§ **Given text**
────────────────
It seems that if the possibility of another god or gods are added into the equation, Pascal's Wager, while not affording no chance of losing to the Christian, still provides the best odds of winning or losing nothing to the Christian. Atheism, however, remains the worst choice because there is almost no chance of winning. In most cases, the atheist is in no better position than the Christian, and in many cases he is worst off in virtually every scenario. Going back to the horse race analogy: Skeptics are the only group who, no matter which horse wins, still gain little or nothing regardless of the outcome and risk losing everything. Every other religious group has at least the chance of winning and regardless of whether they are wrong, the moral obligations that accompany the belief give them a benefit. Skeptics cannot win no matter what.

46 comments:

Premise 1: It is possible that vampires exist and it is possible that vampires do not exist.
────────────────
Part of a data file
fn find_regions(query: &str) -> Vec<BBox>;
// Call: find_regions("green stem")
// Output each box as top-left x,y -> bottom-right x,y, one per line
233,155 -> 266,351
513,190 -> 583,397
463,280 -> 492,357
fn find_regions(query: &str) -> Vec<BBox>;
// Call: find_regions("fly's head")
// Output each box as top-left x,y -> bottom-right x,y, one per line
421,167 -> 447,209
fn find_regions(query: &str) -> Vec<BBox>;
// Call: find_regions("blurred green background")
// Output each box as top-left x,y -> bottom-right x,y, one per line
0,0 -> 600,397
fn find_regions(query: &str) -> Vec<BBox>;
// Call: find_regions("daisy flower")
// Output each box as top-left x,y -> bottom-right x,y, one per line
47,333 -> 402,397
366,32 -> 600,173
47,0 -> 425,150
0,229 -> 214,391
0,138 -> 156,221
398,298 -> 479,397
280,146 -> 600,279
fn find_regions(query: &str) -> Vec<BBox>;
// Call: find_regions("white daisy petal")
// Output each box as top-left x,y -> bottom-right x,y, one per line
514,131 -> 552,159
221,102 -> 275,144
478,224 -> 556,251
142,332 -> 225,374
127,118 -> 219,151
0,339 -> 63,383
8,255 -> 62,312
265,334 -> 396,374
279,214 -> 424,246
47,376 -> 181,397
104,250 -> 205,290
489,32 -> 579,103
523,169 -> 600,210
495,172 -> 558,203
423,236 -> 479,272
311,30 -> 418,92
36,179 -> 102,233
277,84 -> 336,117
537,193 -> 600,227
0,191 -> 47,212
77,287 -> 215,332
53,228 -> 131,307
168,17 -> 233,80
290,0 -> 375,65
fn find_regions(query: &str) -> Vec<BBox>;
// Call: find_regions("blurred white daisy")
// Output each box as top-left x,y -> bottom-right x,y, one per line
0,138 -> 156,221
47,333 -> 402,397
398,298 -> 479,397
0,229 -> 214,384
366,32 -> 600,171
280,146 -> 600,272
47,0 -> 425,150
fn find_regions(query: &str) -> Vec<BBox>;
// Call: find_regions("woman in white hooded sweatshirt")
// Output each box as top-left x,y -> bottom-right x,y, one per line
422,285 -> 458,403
────────────────
§ **Exercises to complete**
a. In the passage on Pascal's Wager, reproduce the text from "It seems that" up to and including "no matter what.".
b. Write out the records from their very first line up to and including the line with "421,167 -> 447,209", and nothing past it.

§ **Task responses**
a.
It seems that if the possibility of another god or gods are added into the equation, Pascal's Wager, while not affording no chance of losing to the Christian, still provides the best odds of winning or losing nothing to the Christian. Atheism, however, remains the worst choice because there is almost no chance of winning. In most cases, the atheist is in no better position than the Christian, and in many cases he is worst off in virtually every scenario. Going back to the horse race analogy: Skeptics are the only group who, no matter which horse wins, still gain little or nothing regardless of the outcome and risk losing everything. Every other religious group has at least the chance of winning and regardless of whether they are wrong, the moral obligations that accompany the belief give them a benefit. Skeptics cannot win no matter what.

b.
fn find_regions(query: &str) -> Vec<BBox>;
// Call: find_regions("green stem")
// Output each box as top-left x,y -> bottom-right x,y, one per line
233,155 -> 266,351
513,190 -> 583,397
463,280 -> 492,357
fn find_regions(query: &str) -> Vec<BBox>;
// Call: find_regions("fly's head")
// Output each box as top-left x,y -> bottom-right x,y, one per line
421,167 -> 447,209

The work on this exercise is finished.